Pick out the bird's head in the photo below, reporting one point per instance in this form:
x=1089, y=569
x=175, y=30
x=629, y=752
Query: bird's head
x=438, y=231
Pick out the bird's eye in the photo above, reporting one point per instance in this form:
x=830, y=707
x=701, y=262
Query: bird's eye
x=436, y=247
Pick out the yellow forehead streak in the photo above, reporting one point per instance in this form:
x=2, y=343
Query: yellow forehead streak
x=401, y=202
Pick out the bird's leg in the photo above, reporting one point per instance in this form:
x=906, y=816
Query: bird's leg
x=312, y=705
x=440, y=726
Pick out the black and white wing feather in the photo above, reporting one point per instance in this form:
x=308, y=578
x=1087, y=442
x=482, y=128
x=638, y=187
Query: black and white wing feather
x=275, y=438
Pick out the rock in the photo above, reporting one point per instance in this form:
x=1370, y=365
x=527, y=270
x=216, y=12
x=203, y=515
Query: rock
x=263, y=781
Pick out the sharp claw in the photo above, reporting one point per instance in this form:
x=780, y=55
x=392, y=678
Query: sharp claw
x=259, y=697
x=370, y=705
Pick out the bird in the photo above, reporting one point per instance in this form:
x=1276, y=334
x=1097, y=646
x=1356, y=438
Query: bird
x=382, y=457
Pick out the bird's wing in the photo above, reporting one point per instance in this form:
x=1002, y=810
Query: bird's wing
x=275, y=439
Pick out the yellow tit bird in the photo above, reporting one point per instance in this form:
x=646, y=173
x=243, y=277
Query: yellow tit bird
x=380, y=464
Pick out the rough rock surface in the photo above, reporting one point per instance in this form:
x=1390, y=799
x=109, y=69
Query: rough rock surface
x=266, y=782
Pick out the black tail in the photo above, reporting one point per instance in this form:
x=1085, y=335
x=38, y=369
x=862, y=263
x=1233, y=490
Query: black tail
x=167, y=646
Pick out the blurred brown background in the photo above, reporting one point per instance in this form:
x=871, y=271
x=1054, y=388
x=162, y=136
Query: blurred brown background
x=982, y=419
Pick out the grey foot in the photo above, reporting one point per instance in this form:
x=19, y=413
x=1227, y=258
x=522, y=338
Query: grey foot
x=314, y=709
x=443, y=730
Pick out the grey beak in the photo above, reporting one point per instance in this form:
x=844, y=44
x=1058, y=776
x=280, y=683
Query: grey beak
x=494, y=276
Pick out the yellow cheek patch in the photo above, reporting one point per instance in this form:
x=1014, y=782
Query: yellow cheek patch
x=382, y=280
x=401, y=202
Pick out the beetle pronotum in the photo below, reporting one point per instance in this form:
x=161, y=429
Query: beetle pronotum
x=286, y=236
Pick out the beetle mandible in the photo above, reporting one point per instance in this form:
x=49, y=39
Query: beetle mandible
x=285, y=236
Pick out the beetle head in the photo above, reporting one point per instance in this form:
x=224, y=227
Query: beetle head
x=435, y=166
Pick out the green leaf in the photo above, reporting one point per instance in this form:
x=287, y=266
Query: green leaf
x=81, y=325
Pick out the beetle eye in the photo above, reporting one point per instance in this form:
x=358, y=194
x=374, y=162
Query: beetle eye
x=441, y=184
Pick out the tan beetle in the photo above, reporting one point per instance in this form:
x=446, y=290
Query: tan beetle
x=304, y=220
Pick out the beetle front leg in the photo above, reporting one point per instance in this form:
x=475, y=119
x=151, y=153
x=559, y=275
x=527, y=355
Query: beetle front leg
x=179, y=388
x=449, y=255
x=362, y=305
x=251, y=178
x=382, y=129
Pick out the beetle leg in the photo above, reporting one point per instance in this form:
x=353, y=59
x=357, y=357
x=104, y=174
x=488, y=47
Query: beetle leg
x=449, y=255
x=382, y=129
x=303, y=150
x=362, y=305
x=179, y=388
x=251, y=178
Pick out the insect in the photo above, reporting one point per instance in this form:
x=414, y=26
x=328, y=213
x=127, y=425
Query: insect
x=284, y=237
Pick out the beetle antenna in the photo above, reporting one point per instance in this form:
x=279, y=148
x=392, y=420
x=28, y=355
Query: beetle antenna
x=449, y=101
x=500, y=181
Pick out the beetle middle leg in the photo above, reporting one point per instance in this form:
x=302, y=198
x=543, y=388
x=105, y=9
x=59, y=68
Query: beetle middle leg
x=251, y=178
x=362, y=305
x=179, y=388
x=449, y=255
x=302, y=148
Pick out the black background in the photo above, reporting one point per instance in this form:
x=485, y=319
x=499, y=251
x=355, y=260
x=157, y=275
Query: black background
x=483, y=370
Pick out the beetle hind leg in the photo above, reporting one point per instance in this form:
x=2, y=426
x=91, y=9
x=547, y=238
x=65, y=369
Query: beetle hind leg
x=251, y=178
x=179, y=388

====================

_What you need to do_. Retype every one of the items above word for word, keeping each line as it stands and in the same order.

_The answer_.
Pick out the bird's head in the photo below, reporting one point per instance in this form:
x=1089, y=569
x=175, y=30
x=629, y=752
Query: bird's head
x=438, y=231
Pick out the bird's eye in the photo above, reporting one point per instance in this form:
x=830, y=707
x=701, y=262
Query: bird's eye
x=436, y=247
Pick out the yellow forehead streak in the photo above, reporting one point per instance in this form:
x=2, y=343
Query: yellow forehead streak
x=401, y=202
Pick out the bird's leg in the photo above, reporting one point per instance in this form:
x=906, y=816
Query: bird's leg
x=312, y=705
x=440, y=726
Pick out the black and white wing feather in the photo above, reporting one point per instance in this form:
x=308, y=578
x=1087, y=442
x=482, y=128
x=638, y=187
Query: black and white wing feather
x=275, y=438
Pick out the rock in the photo above, reporting one point per instance in this form:
x=1370, y=365
x=527, y=270
x=216, y=12
x=203, y=515
Query: rock
x=263, y=781
Pick out the sharp claw in the photo above, reporting one point per instance in this form:
x=780, y=55
x=392, y=678
Query: sharp claw
x=259, y=697
x=370, y=705
Pick out the bird in the photo above, reporting one point per instance in this form:
x=1276, y=334
x=1097, y=646
x=1356, y=438
Query: bird
x=382, y=457
Pick out the bird's wing in the photo above, reporting one point per instance in this form:
x=1002, y=810
Query: bird's wing
x=275, y=439
Pick out the yellow tit bird in the photo above, reporting one point per instance in this form:
x=646, y=173
x=243, y=277
Query: yellow tit bird
x=380, y=464
Pick out the rough rock surface in the photo above, reporting one point per instance in this form:
x=1390, y=799
x=109, y=69
Query: rough rock surface
x=266, y=782
Pick out the black tail in the photo above, reporting one point per instance in this form:
x=1085, y=335
x=38, y=369
x=862, y=263
x=1233, y=490
Query: black tail
x=167, y=646
Pick out the blurred brown background in the photo above, reporting one point per instance in this form:
x=871, y=271
x=1054, y=388
x=162, y=136
Query: blurred brown background
x=982, y=419
Pick out the grey foot in the photo above, reporting one point per instance in this form:
x=19, y=413
x=1227, y=258
x=522, y=338
Query: grey foot
x=314, y=709
x=443, y=730
Pick out the grey beak in the photo above, reporting one point per instance in this form:
x=844, y=44
x=1058, y=776
x=280, y=683
Query: grey beak
x=494, y=276
Pick out the yellow cheek patch in the photo above, reporting one point per instance in this form:
x=1014, y=782
Query: yellow cheek patch
x=382, y=280
x=401, y=202
Pick out the beetle pronotum in the photo below, reporting one point per instance in this form:
x=161, y=429
Query: beetle pronotum
x=286, y=236
Pick out the beetle mandible in the photo above, reporting one point per instance in this form:
x=49, y=39
Query: beetle mandible
x=285, y=236
Pick out the beetle head in the photo above, reporting one point per instance in this form:
x=224, y=227
Query: beetle head
x=435, y=166
Pick out the green leaf in the photo above, reporting one point per instance in this form:
x=287, y=266
Query: green leaf
x=81, y=325
Pick out the beetle eye in the photo above, reporting one point per instance in this form:
x=358, y=194
x=374, y=162
Query: beetle eye
x=441, y=184
Pick out the tan beetle in the photo above, reporting one point per instance in this form:
x=446, y=290
Query: tan beetle
x=304, y=220
Pick out the beetle front leg in the photo above, reporting one point per instance in this form:
x=475, y=119
x=151, y=153
x=559, y=275
x=527, y=355
Query: beetle front leg
x=179, y=388
x=449, y=255
x=362, y=305
x=251, y=178
x=382, y=129
Pick out the beetle leg in the photo above, reporting one point per instance in this form:
x=353, y=59
x=357, y=357
x=104, y=174
x=488, y=47
Query: beetle leg
x=449, y=255
x=382, y=129
x=303, y=150
x=362, y=305
x=179, y=388
x=251, y=178
Pick out the insect in the photo above, reporting one point per instance in this form:
x=414, y=26
x=328, y=213
x=127, y=425
Query: insect
x=284, y=237
Pick out the beetle antenna in the photo above, reporting one point per instance in this form:
x=279, y=148
x=392, y=420
x=28, y=355
Query: beetle antenna
x=449, y=101
x=500, y=181
Pick out the beetle middle leg in the photo above, reporting one point per instance in this form:
x=302, y=198
x=543, y=388
x=105, y=9
x=59, y=68
Query: beetle middle leg
x=251, y=178
x=362, y=305
x=179, y=388
x=449, y=255
x=302, y=148
Pick out the black background in the photo above, reporting one point per instance in this form:
x=485, y=319
x=499, y=251
x=355, y=260
x=157, y=275
Query: black background
x=483, y=370
Pick out the beetle hind leg in the photo above, reporting one point per instance in this form:
x=2, y=426
x=91, y=9
x=547, y=238
x=65, y=369
Query: beetle hind leg
x=251, y=178
x=179, y=388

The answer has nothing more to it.